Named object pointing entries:
══════
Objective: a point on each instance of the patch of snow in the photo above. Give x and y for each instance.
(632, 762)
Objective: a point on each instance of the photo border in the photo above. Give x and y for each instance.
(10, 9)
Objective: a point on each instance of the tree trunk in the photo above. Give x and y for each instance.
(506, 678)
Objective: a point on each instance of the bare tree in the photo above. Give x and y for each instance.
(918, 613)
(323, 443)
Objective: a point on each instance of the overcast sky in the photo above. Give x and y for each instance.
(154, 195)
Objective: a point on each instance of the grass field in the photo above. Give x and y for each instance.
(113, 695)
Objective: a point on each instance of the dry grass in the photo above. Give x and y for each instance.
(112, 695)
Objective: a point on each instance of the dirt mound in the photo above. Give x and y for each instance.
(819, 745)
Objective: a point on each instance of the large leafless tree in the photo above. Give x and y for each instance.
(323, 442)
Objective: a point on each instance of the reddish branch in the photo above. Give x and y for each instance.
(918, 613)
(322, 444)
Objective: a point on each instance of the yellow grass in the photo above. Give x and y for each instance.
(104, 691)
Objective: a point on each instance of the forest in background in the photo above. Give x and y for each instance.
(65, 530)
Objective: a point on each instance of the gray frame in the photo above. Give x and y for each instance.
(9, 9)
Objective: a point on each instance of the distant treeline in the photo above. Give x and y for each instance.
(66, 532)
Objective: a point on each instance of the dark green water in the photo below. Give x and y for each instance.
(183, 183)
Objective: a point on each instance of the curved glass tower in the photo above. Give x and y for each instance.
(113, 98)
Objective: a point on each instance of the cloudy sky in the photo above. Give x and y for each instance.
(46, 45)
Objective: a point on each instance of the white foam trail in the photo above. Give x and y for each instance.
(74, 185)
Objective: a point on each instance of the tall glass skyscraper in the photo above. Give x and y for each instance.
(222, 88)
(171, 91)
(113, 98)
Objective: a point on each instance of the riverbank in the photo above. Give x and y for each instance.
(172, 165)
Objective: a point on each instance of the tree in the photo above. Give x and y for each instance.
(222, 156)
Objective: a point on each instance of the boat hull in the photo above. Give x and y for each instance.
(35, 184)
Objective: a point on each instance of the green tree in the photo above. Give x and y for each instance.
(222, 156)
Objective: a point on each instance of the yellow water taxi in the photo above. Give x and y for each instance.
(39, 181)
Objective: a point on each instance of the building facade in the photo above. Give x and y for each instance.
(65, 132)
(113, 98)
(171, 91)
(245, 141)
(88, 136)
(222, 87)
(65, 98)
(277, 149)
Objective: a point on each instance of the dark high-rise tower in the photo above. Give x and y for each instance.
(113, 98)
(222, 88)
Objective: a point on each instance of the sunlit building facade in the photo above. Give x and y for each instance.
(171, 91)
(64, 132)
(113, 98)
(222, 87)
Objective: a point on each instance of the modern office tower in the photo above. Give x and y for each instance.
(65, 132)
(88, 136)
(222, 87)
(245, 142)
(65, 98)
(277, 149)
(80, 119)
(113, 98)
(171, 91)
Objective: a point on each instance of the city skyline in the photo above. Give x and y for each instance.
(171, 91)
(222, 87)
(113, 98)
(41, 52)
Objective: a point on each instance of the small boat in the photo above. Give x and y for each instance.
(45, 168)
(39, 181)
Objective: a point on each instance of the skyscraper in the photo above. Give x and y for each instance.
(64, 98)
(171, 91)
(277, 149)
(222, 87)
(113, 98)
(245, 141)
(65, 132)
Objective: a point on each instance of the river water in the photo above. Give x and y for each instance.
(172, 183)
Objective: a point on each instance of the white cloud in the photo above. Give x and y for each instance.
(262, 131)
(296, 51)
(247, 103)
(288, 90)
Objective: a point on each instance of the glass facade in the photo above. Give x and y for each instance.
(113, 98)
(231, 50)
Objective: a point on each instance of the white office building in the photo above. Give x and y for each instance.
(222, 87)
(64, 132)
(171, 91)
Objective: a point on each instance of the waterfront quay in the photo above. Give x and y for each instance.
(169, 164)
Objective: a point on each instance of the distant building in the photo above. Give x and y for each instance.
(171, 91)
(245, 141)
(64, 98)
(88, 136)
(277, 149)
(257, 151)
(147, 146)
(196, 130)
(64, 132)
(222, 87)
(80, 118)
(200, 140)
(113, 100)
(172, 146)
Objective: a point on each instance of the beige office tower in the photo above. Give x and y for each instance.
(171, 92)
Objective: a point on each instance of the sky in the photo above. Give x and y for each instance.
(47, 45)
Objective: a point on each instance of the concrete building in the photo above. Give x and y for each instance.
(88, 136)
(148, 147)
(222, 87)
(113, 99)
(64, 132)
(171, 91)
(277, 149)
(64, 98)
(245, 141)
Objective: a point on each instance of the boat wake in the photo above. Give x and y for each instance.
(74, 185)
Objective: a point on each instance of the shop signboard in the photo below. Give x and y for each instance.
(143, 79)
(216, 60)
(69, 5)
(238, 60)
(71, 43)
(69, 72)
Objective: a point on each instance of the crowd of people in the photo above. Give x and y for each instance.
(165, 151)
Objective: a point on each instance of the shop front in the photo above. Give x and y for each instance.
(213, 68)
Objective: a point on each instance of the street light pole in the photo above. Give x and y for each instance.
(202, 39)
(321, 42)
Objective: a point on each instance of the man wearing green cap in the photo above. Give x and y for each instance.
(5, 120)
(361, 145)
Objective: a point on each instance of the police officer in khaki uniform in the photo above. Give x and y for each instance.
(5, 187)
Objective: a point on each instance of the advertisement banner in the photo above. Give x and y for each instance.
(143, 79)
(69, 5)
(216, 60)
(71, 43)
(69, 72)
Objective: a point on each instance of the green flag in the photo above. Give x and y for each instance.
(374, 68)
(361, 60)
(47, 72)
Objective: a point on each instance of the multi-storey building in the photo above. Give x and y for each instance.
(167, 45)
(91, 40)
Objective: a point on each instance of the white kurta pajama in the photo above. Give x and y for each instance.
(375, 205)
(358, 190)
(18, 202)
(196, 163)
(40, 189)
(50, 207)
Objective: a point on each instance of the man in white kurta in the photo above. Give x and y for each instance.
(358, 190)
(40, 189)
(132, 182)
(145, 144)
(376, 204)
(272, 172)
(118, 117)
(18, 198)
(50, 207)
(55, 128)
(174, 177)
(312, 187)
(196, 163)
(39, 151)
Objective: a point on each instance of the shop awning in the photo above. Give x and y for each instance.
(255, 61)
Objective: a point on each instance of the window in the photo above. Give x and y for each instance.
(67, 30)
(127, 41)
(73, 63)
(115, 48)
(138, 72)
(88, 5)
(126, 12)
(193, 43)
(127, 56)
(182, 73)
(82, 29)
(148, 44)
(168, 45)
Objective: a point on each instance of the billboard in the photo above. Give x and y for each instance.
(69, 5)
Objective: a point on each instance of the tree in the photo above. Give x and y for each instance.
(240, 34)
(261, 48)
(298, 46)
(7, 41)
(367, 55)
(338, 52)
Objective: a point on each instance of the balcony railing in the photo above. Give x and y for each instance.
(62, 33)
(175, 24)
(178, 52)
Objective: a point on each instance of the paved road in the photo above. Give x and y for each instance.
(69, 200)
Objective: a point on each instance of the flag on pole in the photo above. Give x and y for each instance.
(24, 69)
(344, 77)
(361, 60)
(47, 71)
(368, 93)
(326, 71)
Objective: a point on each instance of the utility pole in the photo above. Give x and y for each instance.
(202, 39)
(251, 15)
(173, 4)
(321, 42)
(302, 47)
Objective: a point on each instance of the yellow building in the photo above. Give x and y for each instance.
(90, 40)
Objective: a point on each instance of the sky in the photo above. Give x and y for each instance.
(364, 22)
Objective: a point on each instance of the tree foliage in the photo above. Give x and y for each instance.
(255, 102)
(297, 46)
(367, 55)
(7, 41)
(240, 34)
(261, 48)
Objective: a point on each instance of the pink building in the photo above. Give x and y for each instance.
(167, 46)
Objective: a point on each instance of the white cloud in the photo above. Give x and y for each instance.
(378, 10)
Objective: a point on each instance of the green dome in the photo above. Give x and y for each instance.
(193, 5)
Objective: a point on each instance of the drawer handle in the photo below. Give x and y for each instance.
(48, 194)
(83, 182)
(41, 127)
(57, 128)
══════
What the exercise asks: The required output is the span of lines from the one containing "Objective: a point on each instance of the paved" to the last line, reproduced character for character.

Problem solution:
Objective: a point on each instance of the paved road in the photo above. Give x and y for each instance.
(69, 200)
Objective: a point on each instance of the flag on pole in the photo above. Give x and y for each instance.
(24, 69)
(344, 77)
(361, 60)
(47, 71)
(368, 93)
(326, 71)
Objective: a point on each instance of the utility pole in the photo above. Give x and y for each instance.
(202, 39)
(251, 15)
(173, 4)
(321, 42)
(302, 47)
Objective: a point on each instance of the yellow building in the photo above. Give x and y for each instance.
(90, 40)
Objective: a point on each instance of the sky in the photo above. Give x and y for each instance.
(364, 22)
Objective: a point on each instance of the tree foliage in the photo above. Give x and y for each instance.
(255, 102)
(297, 46)
(367, 55)
(7, 41)
(240, 34)
(261, 48)
Objective: a point on each instance of the pink building in the photo above. Give x and y for each instance.
(167, 46)
Objective: a point on each instance of the white cloud in the photo above. Give x and y for each instance.
(378, 10)
Objective: a point on each instance of the green dome in the photo above. Give x and y for each instance.
(193, 5)
Objective: a point on each instance of the drawer handle in the photo below. Give x and y for each instance.
(48, 194)
(83, 182)
(41, 127)
(57, 128)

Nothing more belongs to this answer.